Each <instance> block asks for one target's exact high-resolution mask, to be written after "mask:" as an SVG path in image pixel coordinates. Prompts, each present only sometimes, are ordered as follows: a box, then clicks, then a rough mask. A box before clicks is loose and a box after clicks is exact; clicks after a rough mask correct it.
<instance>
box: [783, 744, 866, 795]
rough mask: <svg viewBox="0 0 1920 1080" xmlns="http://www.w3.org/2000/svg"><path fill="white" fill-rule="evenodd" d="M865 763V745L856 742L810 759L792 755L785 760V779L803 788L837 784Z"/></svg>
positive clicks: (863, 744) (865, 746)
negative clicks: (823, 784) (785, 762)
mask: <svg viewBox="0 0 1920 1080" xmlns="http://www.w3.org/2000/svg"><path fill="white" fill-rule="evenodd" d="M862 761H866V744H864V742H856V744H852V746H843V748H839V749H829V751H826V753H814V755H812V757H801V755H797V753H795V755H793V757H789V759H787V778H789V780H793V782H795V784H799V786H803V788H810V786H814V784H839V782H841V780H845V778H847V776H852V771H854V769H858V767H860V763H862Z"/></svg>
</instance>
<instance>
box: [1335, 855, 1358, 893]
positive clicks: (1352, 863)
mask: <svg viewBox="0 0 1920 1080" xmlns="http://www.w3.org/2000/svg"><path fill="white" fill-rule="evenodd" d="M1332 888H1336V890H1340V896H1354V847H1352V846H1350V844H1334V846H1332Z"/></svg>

## Exercise description:
When you reach this point, go back and write out each record above exactly.

## Exercise solution:
Each <instance> block asks for one target's exact high-resolution mask, to be written after "mask:" as an SVG path in image pixel coordinates. Prompts, each present only sometimes, are ordered as follows: a box, then clicks, then a rough mask. A box before clicks is loose and a box after clicks is exact; clicks after a rough mask correct it.
<instance>
box: [783, 744, 866, 795]
rough mask: <svg viewBox="0 0 1920 1080" xmlns="http://www.w3.org/2000/svg"><path fill="white" fill-rule="evenodd" d="M865 763V745L856 742L810 759L792 755L785 760V779L803 788L837 784Z"/></svg>
positive clicks: (863, 744) (865, 746)
negative clicks: (823, 784) (785, 762)
mask: <svg viewBox="0 0 1920 1080" xmlns="http://www.w3.org/2000/svg"><path fill="white" fill-rule="evenodd" d="M862 761H866V744H864V742H856V744H852V746H843V748H839V749H829V751H826V753H814V755H812V757H801V755H797V753H795V755H793V757H789V759H787V778H789V780H793V782H795V784H799V786H803V788H810V786H814V784H839V782H841V780H845V778H847V776H852V771H854V769H858V767H860V763H862Z"/></svg>
</instance>
<instance>
box: [1335, 855, 1358, 893]
positive clicks: (1352, 863)
mask: <svg viewBox="0 0 1920 1080" xmlns="http://www.w3.org/2000/svg"><path fill="white" fill-rule="evenodd" d="M1332 888H1336V890H1340V896H1354V847H1352V846H1350V844H1334V846H1332Z"/></svg>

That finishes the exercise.